*** Source passage ***
German Chancellor Angela Merkel has reportedly told officials that “a final decision has not been taken” on the future of the Nord Stream 2 pipeline project following Russian opposition figure Alexei Navalny’s alleged ‘poisoning’. Washington has pressured Berlin to cancel the project, with Warsaw actively supporting its US allies on the issue.
Poland is ready to offer Germany access to its Baltic Pipe gas pipeline project in place of Nord Stream 2, Polish government spokesman Piotr Muller has said.
According to the spokesman, Nord Stream 2 is problematic for Poland and Europe because it contradicts the idea of European solidarity and energy security.
Baltic Pipe project map
Mueller’s comments come in the wake of reports by German media Tuesday that Chancellor Merkel told Christian Democratic Union-Christian Social Union faction leaders that a decision on the future of Nord Stream 2 in connection with the alleged ‘poisoning’ of Russian opposition figure Alexei Navalny had not been made, and that Europe would need to come up with a united response on the matter.
Since its announcement last week that it would be treating the Navalny case as an “attempted murder by poisoning,” the German government has faced pressure to cancel the $10.5 billion Nord Stream 2 project, with some German lawmakers as well as Berlin’s foreign allies suggesting abandoning the nearly finished pipeline to ‘punish’ Russia.
However, other lawmakers, including Die Linke’s Klaus Ernst and Alternative fur Deutschland’s Waldemar Herdt, have urged the government not to ‘shoot itself in the foot’ by abandoning the project, and emphasized that Germany stands to become the main benefactor of Nord Stream 2 economically, environmentally and strategically.
Nord Stream 2 is a joint venture between Russia’s Gazprom and major Western European energy companies including Germany’s Uniper and Wintershall, Austria’s OMV, France’s Engie, and the UK/Dutch conglomorate Royal Dutch Shell. When completed, the project will double the existing 55 billion cubic meter per year capacity of the Nord Stream network, and turn Germany into an energy hub for deliveries to countries further west and south.
*** Supplied data ***
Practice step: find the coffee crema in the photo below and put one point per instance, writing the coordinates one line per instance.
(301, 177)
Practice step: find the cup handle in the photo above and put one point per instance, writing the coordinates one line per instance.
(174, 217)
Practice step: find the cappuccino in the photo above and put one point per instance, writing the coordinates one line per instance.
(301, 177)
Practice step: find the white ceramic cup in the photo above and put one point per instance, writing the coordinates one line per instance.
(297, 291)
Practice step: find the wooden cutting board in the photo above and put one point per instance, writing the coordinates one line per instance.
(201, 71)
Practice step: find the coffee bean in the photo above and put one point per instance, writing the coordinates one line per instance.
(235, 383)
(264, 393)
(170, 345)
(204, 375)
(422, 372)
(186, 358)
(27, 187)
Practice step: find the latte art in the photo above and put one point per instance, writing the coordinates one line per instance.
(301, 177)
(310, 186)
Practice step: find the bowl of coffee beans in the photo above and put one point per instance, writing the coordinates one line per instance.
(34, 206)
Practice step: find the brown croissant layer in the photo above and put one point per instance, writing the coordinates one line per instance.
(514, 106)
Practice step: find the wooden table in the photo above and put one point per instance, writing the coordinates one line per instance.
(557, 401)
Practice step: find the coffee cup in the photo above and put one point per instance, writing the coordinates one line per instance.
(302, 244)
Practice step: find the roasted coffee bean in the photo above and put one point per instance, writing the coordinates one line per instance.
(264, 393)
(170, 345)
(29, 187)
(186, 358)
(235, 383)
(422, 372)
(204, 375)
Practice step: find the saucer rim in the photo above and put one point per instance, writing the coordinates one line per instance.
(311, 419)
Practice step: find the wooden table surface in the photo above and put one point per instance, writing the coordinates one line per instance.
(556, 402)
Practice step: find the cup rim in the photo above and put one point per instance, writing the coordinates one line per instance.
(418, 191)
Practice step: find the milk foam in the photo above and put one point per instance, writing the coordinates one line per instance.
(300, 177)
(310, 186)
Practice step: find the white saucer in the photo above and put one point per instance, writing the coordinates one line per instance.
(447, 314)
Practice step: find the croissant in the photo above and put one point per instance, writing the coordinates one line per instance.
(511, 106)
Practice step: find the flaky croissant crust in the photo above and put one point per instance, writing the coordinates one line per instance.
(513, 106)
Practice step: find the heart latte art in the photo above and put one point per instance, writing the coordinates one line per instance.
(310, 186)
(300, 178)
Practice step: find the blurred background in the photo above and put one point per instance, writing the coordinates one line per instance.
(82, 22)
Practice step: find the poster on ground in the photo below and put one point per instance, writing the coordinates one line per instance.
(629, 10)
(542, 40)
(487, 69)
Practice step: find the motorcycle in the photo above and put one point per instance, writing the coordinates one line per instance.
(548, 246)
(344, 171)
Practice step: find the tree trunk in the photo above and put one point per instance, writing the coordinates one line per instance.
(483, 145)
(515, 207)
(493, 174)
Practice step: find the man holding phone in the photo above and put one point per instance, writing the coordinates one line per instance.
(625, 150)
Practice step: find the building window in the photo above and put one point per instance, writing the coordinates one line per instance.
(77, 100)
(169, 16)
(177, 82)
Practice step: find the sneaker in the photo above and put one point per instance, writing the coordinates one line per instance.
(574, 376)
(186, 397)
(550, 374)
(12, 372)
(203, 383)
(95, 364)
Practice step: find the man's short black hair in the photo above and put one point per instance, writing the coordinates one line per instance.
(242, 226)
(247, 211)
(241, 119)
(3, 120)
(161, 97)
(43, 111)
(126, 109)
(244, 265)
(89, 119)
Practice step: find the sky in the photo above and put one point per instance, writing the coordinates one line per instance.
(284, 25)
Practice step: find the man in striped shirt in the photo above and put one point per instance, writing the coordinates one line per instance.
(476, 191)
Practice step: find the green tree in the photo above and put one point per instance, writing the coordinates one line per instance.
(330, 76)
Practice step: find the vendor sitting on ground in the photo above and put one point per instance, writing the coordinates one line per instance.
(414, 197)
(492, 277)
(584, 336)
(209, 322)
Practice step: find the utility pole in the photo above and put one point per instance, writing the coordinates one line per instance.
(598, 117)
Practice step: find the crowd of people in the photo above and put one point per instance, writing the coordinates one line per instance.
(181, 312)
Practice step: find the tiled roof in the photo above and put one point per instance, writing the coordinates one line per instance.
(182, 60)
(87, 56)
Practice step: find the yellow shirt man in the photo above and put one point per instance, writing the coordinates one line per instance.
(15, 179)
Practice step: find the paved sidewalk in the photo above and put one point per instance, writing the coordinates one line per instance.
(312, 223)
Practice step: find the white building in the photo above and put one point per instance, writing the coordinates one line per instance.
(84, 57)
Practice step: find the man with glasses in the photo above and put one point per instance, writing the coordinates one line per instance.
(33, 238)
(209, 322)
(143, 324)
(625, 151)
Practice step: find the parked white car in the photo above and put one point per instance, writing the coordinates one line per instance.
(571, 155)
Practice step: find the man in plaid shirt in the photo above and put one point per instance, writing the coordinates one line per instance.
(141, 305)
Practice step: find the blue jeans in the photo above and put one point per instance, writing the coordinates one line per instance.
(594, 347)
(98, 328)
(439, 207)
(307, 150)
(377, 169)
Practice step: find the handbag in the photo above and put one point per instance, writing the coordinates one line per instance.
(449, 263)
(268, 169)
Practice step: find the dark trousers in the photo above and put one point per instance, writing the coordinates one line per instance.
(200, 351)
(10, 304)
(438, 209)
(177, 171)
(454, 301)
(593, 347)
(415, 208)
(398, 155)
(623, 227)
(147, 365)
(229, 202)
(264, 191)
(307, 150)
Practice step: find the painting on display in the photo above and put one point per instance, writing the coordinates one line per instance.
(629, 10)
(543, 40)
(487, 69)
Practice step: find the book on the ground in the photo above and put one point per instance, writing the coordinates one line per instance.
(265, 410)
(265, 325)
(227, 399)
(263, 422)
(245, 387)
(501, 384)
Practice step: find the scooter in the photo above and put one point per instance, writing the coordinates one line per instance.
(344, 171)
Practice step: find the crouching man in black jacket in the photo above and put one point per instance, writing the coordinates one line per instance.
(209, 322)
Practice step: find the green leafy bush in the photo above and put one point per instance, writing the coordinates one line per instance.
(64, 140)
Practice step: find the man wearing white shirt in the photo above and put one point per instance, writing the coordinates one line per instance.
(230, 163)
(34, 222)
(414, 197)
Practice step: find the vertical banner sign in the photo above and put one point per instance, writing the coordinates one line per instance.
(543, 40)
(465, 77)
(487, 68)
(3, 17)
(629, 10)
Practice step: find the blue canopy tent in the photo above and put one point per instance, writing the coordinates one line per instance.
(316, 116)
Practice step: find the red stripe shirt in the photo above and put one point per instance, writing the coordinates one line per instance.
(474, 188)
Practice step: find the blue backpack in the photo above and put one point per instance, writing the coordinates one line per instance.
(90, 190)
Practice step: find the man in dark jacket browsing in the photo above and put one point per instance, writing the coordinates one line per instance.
***
Problem details: Repeat word for word the part of the Nord Stream 2 article starting with "According to the" and going on through "on the matter.".

Response to the task:
According to the spokesman, Nord Stream 2 is problematic for Poland and Europe because it contradicts the idea of European solidarity and energy security.
Baltic Pipe project map
Mueller’s comments come in the wake of reports by German media Tuesday that Chancellor Merkel told Christian Democratic Union-Christian Social Union faction leaders that a decision on the future of Nord Stream 2 in connection with the alleged ‘poisoning’ of Russian opposition figure Alexei Navalny had not been made, and that Europe would need to come up with a united response on the matter.